» DESCRIPTION OF THE TASK
Please copy the listing from its start through the line containing "[215,251,244,286]", both ends included, with every line in that span kept and each bounding-box coordinate in the answers multiplied by 1.4 and rounded to a whole number, halves rounding up. Leave the request lines unchanged.

» Collection records
— BEGIN —

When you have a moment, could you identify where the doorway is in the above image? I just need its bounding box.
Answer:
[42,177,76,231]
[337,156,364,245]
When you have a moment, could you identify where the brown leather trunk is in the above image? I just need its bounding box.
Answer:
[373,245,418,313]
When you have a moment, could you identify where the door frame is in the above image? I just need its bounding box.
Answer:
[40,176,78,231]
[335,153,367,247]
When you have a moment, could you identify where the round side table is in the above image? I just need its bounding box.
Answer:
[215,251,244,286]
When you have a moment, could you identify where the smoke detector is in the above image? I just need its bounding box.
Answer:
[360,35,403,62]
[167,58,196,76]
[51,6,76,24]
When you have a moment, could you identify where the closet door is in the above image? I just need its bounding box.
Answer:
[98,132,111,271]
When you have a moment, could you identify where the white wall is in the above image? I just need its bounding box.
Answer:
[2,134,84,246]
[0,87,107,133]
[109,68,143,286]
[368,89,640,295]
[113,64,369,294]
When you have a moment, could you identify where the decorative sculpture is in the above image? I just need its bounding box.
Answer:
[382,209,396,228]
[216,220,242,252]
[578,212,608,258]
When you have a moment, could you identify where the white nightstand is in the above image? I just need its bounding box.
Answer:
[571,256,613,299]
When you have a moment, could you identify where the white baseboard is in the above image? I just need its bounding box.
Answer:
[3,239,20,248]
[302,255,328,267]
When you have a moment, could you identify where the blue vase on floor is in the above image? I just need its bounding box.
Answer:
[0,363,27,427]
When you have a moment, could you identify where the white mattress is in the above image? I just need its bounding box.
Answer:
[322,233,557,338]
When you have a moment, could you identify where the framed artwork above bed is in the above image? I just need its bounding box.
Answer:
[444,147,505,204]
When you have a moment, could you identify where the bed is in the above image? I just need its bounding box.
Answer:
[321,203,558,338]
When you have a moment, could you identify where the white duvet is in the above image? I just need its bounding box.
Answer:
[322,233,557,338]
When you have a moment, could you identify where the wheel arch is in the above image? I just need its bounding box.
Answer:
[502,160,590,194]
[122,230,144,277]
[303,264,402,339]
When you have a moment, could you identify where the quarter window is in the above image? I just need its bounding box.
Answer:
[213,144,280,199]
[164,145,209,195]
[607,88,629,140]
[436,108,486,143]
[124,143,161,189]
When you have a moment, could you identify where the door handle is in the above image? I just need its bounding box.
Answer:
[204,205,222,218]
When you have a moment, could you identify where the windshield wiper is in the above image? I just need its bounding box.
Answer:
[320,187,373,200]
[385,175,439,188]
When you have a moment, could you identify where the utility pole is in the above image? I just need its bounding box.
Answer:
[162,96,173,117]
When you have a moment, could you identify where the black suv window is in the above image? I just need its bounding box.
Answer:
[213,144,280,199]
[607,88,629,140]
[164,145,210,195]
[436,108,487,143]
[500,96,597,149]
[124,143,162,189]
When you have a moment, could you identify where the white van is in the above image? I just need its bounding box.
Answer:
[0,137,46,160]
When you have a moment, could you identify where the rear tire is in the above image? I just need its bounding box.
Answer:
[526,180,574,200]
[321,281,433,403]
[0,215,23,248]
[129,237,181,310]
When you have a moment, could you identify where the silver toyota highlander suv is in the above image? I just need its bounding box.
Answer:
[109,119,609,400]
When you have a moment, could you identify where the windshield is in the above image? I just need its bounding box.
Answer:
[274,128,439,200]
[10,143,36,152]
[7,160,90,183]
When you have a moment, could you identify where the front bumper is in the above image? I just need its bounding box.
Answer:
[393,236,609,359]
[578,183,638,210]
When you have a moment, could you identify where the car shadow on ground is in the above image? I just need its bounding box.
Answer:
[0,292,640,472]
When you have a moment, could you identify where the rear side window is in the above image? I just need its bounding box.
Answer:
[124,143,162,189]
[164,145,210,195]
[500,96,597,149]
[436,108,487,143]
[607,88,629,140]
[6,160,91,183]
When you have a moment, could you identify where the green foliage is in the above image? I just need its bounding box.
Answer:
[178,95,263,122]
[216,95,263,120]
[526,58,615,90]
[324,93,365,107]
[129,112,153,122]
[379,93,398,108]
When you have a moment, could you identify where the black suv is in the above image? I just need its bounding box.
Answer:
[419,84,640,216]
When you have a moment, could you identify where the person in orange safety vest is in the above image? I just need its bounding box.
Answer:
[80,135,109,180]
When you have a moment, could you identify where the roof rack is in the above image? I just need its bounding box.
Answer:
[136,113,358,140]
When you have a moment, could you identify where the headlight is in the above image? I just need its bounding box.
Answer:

— END —

» RESULT FOR THIS TASK
When you have a moment, could you identify where the doorway is in the above image? I just need its bounding box.
Answer:
[59,248,106,323]
[472,218,510,343]
When you have a moment, could you identify where the brown leather trunk is in the above image? I just need its bounding box.
Answer:
[522,343,585,438]
When you have a moment, could you identify where the door frame is in the above image? I just need its bounding box.
Answer:
[56,246,109,323]
[469,214,514,346]
When you have a moment, could you identify where the round side table is in the above image? I just need its bounding box.
Answer:
[301,351,342,400]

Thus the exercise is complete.